(Try it): Line by line, give the data again exactly as it appears, but without pictures.

[Image point grounding data]
---+---

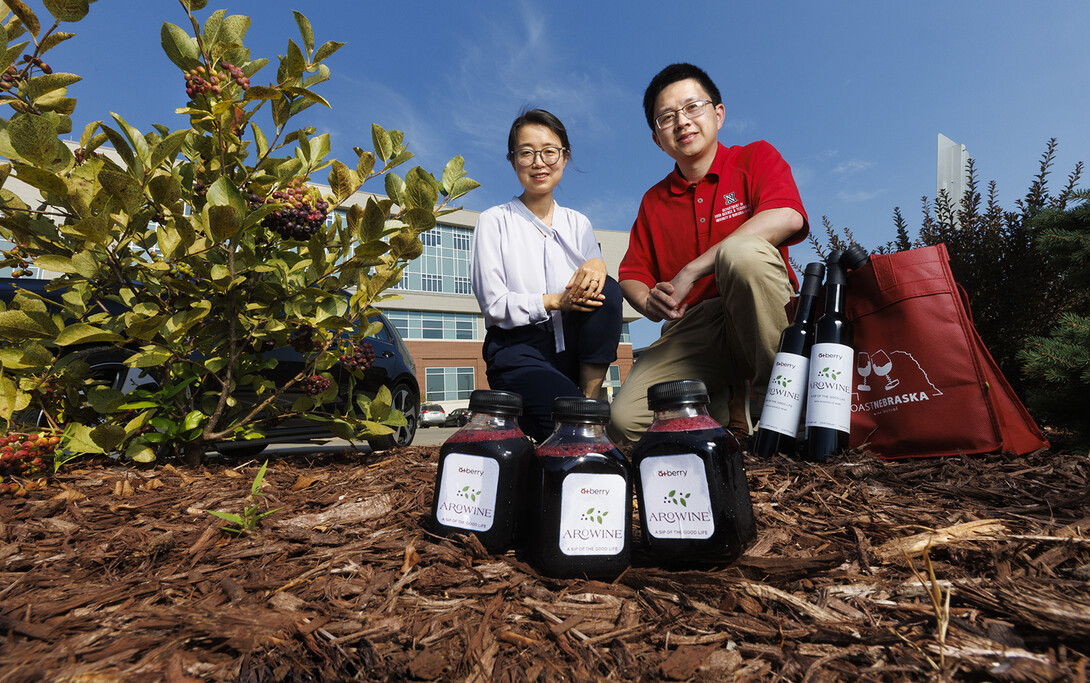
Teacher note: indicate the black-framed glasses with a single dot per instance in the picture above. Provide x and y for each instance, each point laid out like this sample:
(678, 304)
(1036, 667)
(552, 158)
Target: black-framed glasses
(692, 110)
(548, 155)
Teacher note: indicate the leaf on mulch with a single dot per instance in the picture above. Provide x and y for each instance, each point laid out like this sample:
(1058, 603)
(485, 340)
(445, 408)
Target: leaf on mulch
(915, 546)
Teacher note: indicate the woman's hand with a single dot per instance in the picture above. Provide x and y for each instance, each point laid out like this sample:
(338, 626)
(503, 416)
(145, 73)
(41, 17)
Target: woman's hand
(586, 283)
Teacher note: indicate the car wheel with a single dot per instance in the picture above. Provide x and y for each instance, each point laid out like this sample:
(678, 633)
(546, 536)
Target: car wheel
(240, 449)
(406, 400)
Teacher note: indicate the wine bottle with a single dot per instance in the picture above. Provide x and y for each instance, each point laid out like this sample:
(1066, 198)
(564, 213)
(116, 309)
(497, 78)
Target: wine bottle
(828, 391)
(787, 386)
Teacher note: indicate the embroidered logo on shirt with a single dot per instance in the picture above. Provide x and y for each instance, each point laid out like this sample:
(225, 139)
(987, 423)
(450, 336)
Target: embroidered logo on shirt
(731, 208)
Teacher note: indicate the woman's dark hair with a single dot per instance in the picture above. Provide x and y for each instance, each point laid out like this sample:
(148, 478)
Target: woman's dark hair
(541, 118)
(673, 74)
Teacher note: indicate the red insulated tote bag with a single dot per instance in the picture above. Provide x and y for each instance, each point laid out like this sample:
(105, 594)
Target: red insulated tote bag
(924, 385)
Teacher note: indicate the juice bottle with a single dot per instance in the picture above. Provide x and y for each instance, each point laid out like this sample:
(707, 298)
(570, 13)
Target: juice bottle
(482, 478)
(581, 492)
(693, 499)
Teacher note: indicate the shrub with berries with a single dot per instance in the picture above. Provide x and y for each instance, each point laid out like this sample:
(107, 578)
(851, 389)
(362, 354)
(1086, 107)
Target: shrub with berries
(359, 358)
(315, 385)
(302, 211)
(17, 259)
(192, 248)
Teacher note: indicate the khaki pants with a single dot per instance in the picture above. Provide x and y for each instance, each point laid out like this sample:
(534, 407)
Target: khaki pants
(725, 341)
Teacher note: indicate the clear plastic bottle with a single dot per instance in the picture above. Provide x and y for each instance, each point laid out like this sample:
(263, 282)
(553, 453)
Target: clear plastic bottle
(581, 496)
(693, 498)
(483, 468)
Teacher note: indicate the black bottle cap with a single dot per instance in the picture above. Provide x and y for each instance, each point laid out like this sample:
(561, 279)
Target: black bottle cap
(811, 279)
(498, 402)
(580, 410)
(854, 257)
(676, 392)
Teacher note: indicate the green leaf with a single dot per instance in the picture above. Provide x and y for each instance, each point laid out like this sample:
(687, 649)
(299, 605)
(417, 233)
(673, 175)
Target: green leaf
(223, 222)
(23, 325)
(122, 186)
(225, 193)
(84, 333)
(305, 32)
(47, 83)
(107, 436)
(293, 62)
(180, 47)
(67, 10)
(342, 181)
(193, 419)
(45, 181)
(384, 147)
(327, 49)
(25, 15)
(34, 138)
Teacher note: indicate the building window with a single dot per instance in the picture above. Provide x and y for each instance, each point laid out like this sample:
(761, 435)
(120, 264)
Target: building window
(432, 325)
(445, 265)
(448, 383)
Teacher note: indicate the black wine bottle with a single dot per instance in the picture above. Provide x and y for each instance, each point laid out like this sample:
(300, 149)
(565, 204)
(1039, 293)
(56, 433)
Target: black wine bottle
(828, 391)
(787, 385)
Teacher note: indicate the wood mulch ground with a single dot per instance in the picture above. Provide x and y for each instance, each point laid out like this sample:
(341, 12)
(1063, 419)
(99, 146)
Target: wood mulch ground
(963, 569)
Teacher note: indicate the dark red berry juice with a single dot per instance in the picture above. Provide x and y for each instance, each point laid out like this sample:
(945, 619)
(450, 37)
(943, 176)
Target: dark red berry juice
(481, 484)
(693, 499)
(581, 508)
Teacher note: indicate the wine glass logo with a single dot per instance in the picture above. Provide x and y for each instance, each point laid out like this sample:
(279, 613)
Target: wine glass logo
(882, 365)
(863, 365)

---+---

(Expected answer):
Teacher note: indicate the black-framed glasses with a single dot per instance in the picture above. Provide x and y for each instance, each point laid out like this sample:
(678, 304)
(1036, 667)
(552, 158)
Target: black-framed glasses
(692, 110)
(548, 155)
Teacher note: indicate the leaf on mulch with a single dot per instance in the picture above. Provide x and y for each instance, each point laid out like this sample:
(1058, 603)
(485, 340)
(445, 408)
Target: leaf on mulch
(915, 546)
Teacher note: indicate the woman's hand with a single dot per instance in the picture above. Provide x and y for each instance, each point laid out like this sample:
(338, 626)
(503, 416)
(145, 73)
(41, 17)
Target: woman's hand
(586, 283)
Teacher note: indicate the car wheel with a single dot per instance in the picture above. Provide x and y for each instance, each point laid out like this sample:
(678, 633)
(546, 536)
Target: car wheel
(240, 449)
(406, 400)
Teacher note: indicate the wine bottle with a single dot per instance in the picture above. Provide x and y for each instance, each point laid out like this sample:
(1066, 198)
(564, 213)
(116, 309)
(497, 78)
Target: wine bottle
(828, 391)
(787, 386)
Teacher note: indicate the embroidered logo on shirt with a single dot per instance in the picture above. Provide x and y for each instance, each point laid out like this sample:
(225, 139)
(987, 423)
(450, 336)
Target: embroidered logo on shirt
(731, 208)
Teacher note: indicate the woman's dark hair with a single dot per instance in the picture above. Provide x and y for each instance, each point laid out like this sample:
(148, 478)
Target: woman's dark hair
(541, 118)
(673, 74)
Teacher note: indicate the red insulated tote bag with a single dot per instance in the picture above. Provide x and y for each instance, each point laid out like this sample:
(105, 594)
Target: red insulated tote bag
(924, 385)
Teacher note: indicate the juice bottle with a single dot per instance in the picture above. Provide x and y for each instance, each point laid out like this sample:
(707, 298)
(570, 13)
Target: juice bottle
(482, 478)
(581, 492)
(693, 499)
Teacher note: indicate the shrub with berries with a single dot per instance in the picture above. Provide x and y for each instance, each point laid out like this sample:
(107, 578)
(851, 389)
(362, 354)
(1086, 107)
Target: shrub with berries
(359, 358)
(315, 385)
(302, 211)
(17, 259)
(192, 248)
Teacher note: indicate the khaki pants with a single dot per instance in the picture above. Provide x and y for each instance, each point laid out like this sample:
(534, 407)
Target: khaki pants
(725, 341)
Teacher note: indicate the clear plastic bottle with a single dot per instance in the picture above. Provide x and y for each instance, each point laid out like this sample:
(263, 282)
(553, 453)
Target: clear plastic bottle
(581, 496)
(693, 498)
(483, 468)
Teacher note: indicate the black bottle cap with a single dot per instance in the picture above. Provide x and y for each instance, each point laid out like this sample:
(561, 279)
Target: black bottle cap
(811, 279)
(498, 402)
(580, 410)
(854, 257)
(676, 392)
Teacher note: indicate the green leaf with a single dot per instance in the picture above. Provide x and y for each instance, each point laid out like this sample:
(687, 649)
(299, 605)
(417, 233)
(673, 175)
Target: green leaf
(223, 222)
(23, 325)
(122, 186)
(225, 193)
(84, 333)
(305, 32)
(47, 83)
(107, 436)
(293, 62)
(180, 47)
(67, 10)
(342, 181)
(193, 419)
(45, 181)
(384, 147)
(327, 49)
(25, 15)
(34, 138)
Teacher note: indicate the building window with a single dot per instance in the picture above. Provide x and y for each instance, each point laid out like this sample:
(761, 435)
(120, 264)
Target: building window
(432, 325)
(445, 265)
(448, 383)
Teacher note: indicate the black wine bottle with a single dot per instance in the picture above. Provide x and y for each instance, each point laid out like this sample:
(300, 149)
(565, 204)
(1039, 293)
(56, 433)
Target: black wine bottle
(828, 391)
(787, 385)
Teacher note: indicate the wood mulch ground with a single dot per instance in the picture above. Provide x and y for each instance, each point laid out like this sample:
(341, 12)
(1063, 419)
(99, 146)
Target: wood mulch ground
(963, 569)
Teacher note: indicate the dark red berry juice with a single dot per instance in the picture above. Provide x and y for each instance, each point laid out like this sample:
(945, 619)
(450, 37)
(943, 176)
Target: dark red berry juice
(481, 484)
(693, 499)
(581, 508)
Teacher note: indicate the wine glass logo with a single dot per instance in the picture above. Provide x and y for each instance, each point laid out like this sample:
(279, 613)
Target: wine glass logo
(882, 365)
(863, 365)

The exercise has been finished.